-- Exercise requirements --
1. Reproduce the passage on the Good Shepherd from "For example, the" up to and including "her own offspring.".
2. Summarize the passage on the Good Shepherd in two sentences.

-- Text shown --
============================================================

Be Thankful—God Loves Ewe!

In this Spiritual Growth UPGRADE, Pam Farrel encourages us to upgrade our lives with a little help from the Good Shepherd.

Our Good Shepherd pursues us to give his faithful love and all things beautiful and beneficial,” Pam says.

I (Dawn) have watched Pam in ministry. She knows a little about shepherds and sheep—the kind that go "baaa," and the human "sheep" who struggle and cry out to their Shepherd.

Pam continues . . .

I am a true Bo Peep. I grew up on a Suffolk sheep farm in Idaho.

I was a fourth generation shepherd. If there is something I am familiar with, it is sheep!

So when I read Psalms 23, one of the most familiar of all Psalms, it is very personal, encouraging and comforting.

You may also need comfort or encouragement in your own life right now. There are a few qualities of your Good Shepherd that might encourage you, especially if you are feeling like you are traveling through the “valley of the shadow of death”.

1. The Shepherd is Personal

For example, the Psalmist’s opening line, “The Lord is my shepherd,” became more precious when I became a shepherdess. The relationship between a lamb and a shepherd can be a very close, caring and even sometimes, affectionate relationship.

For example, my first 4-H lamb was a “bummer,” meaning the mother had rejected or abandoned her own offspring.

These kinds of lambs need extra attention, so I fed my little lambie with a bottle twice a day, holding her in my arms like a baby.

I carded her wool, I hand fed her grain, I walked her, and yes, I talked to her.

On cold nights, I tucked her into a warm pen, and if I heard howling wild dogs or coyotes, I got up to go out to check on her.

============================================================

-- Supplied information --
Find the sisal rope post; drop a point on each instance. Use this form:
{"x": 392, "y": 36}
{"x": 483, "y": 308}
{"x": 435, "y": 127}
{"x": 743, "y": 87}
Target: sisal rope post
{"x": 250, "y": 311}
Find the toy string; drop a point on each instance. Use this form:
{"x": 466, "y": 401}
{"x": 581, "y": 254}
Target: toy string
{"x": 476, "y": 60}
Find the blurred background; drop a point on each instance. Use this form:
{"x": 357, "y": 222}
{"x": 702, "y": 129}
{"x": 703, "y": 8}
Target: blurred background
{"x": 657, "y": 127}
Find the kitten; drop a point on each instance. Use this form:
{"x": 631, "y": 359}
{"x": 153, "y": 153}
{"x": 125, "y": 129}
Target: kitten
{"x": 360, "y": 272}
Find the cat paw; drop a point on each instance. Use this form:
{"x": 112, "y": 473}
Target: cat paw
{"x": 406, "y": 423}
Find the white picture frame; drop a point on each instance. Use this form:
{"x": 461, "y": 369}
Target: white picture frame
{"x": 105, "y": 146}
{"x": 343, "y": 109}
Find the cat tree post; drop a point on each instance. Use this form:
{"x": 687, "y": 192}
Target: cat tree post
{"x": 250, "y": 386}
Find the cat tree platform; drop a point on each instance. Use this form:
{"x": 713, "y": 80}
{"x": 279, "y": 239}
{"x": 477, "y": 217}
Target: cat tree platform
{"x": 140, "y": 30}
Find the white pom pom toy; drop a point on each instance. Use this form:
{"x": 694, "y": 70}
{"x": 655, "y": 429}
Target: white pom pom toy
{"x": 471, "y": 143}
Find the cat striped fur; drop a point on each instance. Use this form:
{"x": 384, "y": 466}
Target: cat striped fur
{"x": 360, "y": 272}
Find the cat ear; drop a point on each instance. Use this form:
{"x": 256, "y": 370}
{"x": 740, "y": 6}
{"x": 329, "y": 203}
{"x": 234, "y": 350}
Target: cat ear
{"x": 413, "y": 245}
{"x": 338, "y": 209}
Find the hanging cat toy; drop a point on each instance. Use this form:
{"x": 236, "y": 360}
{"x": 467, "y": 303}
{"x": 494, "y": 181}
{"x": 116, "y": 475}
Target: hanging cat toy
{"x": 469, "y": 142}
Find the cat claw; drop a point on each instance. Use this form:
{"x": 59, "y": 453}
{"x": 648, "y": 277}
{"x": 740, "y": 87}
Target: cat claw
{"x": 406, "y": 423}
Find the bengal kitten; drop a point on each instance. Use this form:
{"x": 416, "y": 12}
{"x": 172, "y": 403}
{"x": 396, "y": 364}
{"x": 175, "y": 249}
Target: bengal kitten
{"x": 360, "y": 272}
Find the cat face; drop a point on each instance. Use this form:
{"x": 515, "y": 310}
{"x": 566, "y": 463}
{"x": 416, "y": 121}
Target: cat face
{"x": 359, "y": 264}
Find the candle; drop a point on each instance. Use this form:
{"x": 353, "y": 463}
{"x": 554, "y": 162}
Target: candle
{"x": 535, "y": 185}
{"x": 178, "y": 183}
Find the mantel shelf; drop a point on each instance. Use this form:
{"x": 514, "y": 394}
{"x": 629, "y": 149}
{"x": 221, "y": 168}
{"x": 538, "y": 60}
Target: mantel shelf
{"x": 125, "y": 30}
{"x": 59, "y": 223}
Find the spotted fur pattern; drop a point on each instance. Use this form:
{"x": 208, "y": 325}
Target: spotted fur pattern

============================================================

-- Solutions to the problems --
1.
For example, the Psalmist’s opening line, “The Lord is my shepherd,” became more precious when I became a shepherdess. The relationship between a lamb and a shepherd can be a very close, caring and even sometimes, affectionate relationship.

For example, my first 4-H lamb was a “bummer,” meaning the mother had rejected or abandoned her own offspring.

2. Pam Farrel, who grew up as a fourth-generation shepherd on a Suffolk sheep farm in Idaho, finds the Psalm that opens "The Lord is my shepherd" personal, encouraging and comforting, and she points to qualities of the Good Shepherd that may encourage readers going through hard times. To show that the Shepherd is personal, she describes raising her first 4-H lamb, a "bummer" rejected by its mother, by bottle-feeding, carding, hand-feeding, walking and talking to her, tucking her into a warm pen on cold nights, and getting up to check on her when she heard wild dogs or coyotes howling.